● Aim
Return each line of the items below that contains the word "rear". Matching is case-sensitive.

Dataset entries
▽
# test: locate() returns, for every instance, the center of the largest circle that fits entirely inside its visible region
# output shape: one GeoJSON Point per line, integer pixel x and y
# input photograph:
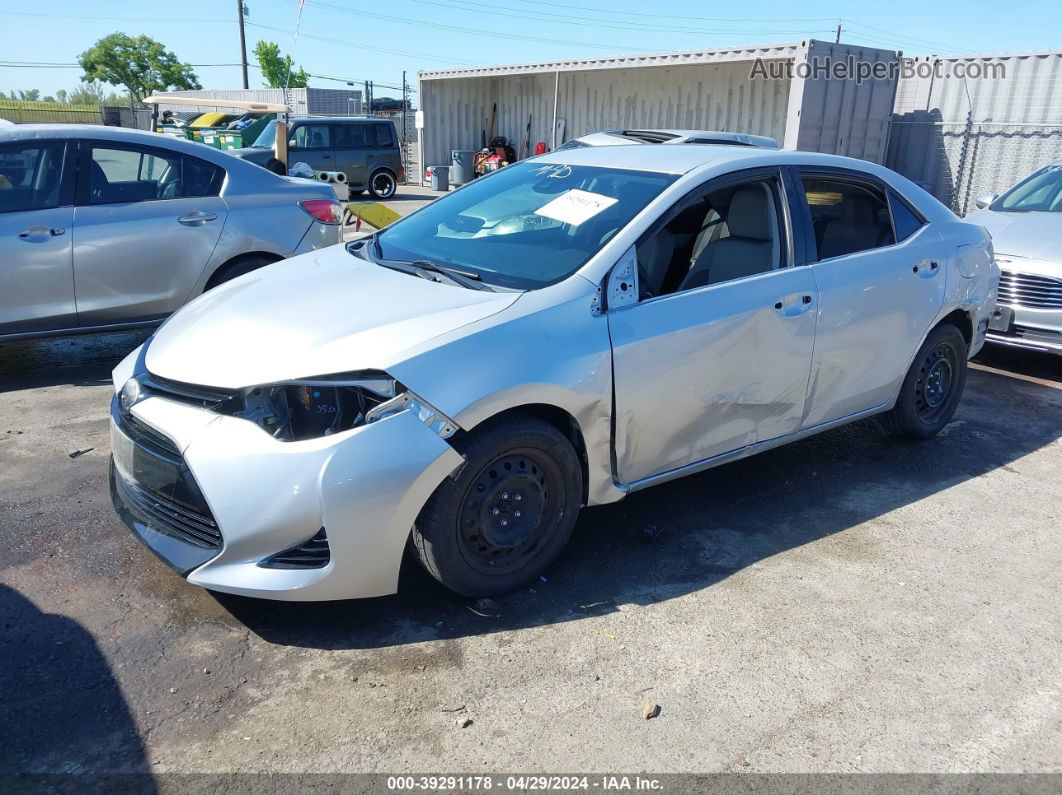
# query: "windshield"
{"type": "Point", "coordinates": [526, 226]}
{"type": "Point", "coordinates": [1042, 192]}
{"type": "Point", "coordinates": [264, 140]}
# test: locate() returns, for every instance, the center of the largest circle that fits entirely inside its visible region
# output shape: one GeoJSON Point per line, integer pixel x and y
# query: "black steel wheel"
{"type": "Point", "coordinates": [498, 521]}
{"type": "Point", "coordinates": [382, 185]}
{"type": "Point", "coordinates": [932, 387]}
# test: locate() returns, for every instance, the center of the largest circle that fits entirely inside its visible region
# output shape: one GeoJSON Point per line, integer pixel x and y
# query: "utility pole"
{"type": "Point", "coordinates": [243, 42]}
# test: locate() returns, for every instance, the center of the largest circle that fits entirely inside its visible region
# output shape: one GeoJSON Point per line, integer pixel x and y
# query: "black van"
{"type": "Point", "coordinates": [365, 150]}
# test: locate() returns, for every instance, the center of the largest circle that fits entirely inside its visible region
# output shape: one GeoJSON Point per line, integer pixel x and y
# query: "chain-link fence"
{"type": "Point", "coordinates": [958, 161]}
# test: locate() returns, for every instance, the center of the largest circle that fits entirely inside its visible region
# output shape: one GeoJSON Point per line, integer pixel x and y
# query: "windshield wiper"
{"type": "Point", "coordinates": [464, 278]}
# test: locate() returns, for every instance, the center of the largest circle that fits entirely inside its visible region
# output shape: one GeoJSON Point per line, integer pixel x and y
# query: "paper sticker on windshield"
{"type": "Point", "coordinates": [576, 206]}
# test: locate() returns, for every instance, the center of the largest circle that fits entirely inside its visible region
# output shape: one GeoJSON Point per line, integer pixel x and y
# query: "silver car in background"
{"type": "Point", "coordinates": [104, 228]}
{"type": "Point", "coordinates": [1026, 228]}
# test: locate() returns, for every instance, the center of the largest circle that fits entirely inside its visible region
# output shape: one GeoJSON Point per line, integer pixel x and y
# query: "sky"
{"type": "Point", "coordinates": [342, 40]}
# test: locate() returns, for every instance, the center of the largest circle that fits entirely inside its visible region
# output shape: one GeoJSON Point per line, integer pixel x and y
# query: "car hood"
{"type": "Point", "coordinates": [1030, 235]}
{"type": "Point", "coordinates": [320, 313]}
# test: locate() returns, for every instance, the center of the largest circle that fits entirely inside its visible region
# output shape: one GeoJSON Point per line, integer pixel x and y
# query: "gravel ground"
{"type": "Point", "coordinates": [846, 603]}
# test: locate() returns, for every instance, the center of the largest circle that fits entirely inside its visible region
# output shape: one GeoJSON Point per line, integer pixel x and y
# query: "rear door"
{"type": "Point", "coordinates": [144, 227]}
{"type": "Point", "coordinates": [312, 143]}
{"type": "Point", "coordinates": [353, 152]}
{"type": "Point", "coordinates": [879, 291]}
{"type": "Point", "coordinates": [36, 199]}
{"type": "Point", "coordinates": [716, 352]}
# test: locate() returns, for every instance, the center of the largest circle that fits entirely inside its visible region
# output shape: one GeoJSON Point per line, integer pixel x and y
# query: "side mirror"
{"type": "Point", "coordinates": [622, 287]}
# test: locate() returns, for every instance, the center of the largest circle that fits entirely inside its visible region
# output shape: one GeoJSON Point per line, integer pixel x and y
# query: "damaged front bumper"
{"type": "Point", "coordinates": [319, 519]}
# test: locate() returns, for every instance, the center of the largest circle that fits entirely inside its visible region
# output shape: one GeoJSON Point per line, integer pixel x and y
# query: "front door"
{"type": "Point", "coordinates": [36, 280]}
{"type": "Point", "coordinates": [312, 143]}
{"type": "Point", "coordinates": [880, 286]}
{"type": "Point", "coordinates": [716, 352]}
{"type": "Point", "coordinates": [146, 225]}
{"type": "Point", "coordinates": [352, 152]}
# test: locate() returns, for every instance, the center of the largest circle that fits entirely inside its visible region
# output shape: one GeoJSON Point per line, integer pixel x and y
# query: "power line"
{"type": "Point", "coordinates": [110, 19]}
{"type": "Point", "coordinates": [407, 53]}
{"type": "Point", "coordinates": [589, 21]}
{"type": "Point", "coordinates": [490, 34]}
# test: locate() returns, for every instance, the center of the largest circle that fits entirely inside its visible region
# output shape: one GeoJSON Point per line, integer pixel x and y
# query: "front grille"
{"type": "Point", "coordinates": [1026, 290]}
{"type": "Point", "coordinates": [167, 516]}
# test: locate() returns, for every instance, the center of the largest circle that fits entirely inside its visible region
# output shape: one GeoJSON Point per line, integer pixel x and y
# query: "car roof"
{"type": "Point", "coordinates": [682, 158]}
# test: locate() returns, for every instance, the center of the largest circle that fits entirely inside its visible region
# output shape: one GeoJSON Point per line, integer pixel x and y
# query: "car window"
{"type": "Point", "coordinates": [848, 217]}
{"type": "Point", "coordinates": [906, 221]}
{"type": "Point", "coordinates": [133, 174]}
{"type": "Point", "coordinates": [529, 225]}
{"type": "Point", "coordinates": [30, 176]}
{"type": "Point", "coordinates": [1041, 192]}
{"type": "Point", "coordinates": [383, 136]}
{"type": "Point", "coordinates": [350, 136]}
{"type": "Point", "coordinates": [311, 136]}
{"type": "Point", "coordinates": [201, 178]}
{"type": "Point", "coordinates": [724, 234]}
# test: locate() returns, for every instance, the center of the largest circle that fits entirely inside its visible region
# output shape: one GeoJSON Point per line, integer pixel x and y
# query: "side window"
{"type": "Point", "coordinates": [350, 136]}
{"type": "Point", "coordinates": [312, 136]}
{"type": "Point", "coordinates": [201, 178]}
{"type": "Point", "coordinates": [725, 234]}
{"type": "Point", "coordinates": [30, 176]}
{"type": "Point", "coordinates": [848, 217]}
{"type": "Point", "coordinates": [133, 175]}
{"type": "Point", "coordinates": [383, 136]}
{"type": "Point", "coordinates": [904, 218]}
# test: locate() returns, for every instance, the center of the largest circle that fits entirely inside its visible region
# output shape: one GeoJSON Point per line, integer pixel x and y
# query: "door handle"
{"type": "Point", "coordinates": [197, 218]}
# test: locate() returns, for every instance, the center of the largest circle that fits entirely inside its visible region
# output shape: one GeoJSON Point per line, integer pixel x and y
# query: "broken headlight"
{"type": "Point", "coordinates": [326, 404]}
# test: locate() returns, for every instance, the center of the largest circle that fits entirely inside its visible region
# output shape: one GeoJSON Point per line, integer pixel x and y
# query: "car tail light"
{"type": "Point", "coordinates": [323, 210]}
△
▽
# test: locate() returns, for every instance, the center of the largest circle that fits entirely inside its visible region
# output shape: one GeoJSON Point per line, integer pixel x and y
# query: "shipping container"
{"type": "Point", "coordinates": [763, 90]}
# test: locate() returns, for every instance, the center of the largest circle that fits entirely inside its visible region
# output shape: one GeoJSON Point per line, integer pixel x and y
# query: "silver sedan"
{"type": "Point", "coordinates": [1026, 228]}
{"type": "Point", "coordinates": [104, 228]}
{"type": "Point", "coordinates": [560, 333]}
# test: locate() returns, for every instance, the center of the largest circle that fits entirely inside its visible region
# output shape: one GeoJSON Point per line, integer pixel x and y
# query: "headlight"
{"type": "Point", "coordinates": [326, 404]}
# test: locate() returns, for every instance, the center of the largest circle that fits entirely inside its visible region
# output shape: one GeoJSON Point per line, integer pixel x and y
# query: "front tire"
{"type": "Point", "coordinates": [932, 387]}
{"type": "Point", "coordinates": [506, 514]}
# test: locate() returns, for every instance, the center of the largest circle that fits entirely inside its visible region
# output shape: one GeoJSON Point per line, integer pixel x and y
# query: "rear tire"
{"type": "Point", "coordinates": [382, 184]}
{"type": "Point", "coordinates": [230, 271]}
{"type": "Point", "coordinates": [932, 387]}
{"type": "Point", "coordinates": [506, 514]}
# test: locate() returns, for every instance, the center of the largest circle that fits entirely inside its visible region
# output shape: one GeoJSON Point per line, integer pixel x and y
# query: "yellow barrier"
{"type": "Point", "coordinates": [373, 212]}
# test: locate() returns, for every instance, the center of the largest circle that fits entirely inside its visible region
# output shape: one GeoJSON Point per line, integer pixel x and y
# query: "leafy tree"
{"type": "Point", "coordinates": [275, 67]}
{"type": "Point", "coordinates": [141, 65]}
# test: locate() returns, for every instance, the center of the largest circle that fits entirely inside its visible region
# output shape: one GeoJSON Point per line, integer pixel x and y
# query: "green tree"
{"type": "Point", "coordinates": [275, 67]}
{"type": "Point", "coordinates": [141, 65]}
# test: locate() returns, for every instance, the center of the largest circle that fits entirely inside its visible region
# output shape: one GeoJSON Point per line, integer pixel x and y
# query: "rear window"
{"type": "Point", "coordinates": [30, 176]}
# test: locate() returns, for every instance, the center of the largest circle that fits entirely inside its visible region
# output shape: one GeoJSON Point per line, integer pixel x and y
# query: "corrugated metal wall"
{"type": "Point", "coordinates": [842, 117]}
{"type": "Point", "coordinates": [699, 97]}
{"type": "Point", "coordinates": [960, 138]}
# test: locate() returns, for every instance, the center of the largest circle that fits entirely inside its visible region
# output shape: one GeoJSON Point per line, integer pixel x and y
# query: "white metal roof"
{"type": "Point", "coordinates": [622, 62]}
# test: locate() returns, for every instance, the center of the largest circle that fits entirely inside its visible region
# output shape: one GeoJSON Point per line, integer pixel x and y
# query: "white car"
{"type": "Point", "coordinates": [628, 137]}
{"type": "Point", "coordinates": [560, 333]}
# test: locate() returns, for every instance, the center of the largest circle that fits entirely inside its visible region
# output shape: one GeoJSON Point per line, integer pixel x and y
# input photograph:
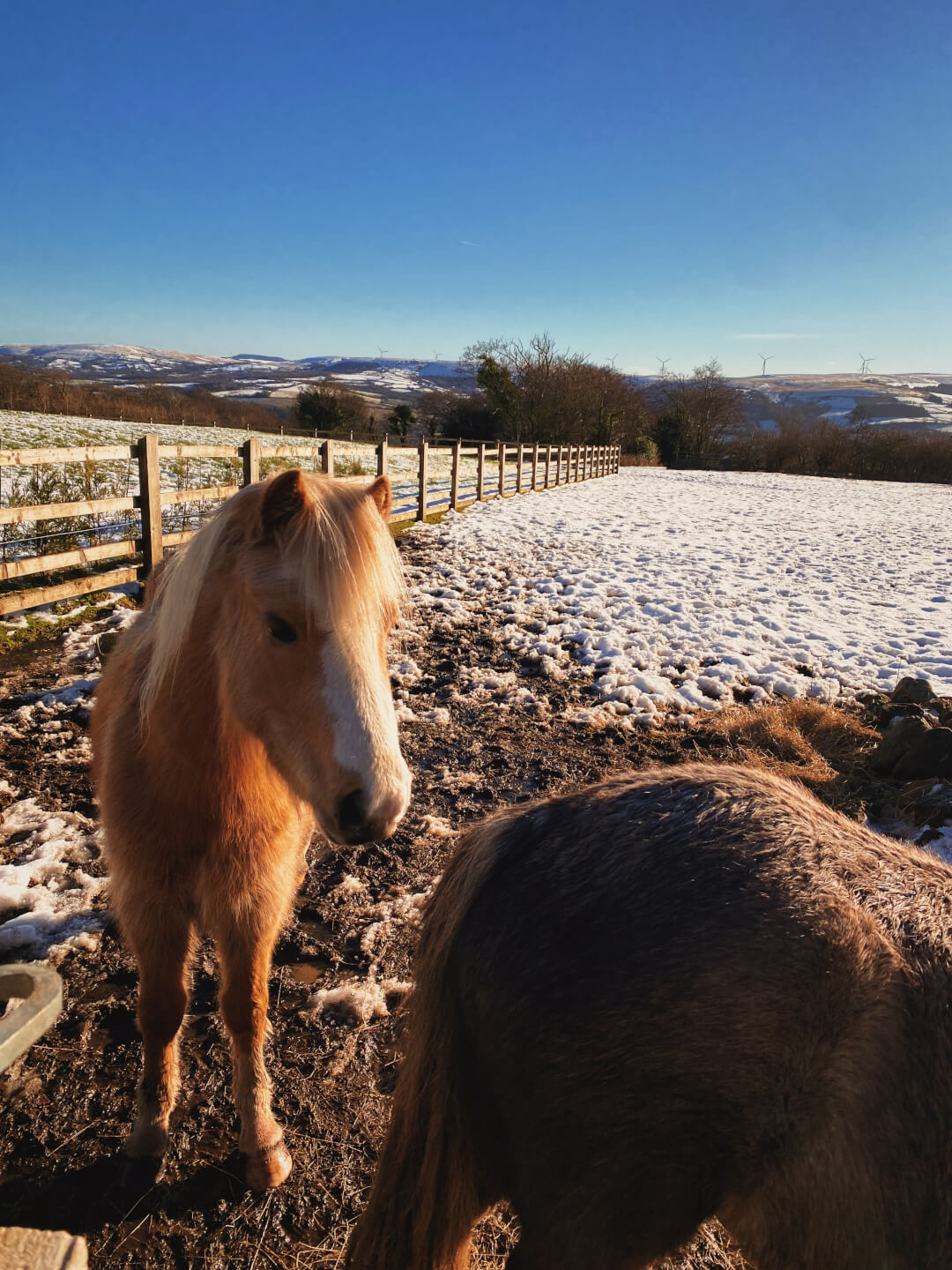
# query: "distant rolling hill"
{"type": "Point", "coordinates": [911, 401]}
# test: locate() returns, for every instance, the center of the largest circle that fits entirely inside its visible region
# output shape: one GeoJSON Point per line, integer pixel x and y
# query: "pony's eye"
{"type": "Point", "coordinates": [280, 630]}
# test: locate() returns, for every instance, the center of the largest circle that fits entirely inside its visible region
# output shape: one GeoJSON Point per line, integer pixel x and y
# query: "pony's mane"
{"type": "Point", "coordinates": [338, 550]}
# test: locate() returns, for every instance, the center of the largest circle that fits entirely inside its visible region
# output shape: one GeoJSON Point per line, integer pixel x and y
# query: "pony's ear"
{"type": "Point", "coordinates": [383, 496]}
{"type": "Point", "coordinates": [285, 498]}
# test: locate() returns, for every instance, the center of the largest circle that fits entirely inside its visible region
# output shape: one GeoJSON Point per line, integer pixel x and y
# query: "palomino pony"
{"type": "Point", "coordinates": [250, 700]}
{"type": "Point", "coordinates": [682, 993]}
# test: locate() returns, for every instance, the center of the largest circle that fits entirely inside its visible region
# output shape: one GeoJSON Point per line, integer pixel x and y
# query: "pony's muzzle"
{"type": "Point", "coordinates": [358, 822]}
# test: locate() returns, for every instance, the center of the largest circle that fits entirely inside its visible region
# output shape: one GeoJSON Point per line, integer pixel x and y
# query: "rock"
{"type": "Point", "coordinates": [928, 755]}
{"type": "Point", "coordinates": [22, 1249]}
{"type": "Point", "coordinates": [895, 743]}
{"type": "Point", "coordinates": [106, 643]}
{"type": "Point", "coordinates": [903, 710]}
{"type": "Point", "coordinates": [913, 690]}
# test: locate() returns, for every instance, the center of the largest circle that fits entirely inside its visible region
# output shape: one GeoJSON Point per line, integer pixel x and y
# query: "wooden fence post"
△
● Task result
# query: "rear door"
# query: "rear tire"
# query: "rear window"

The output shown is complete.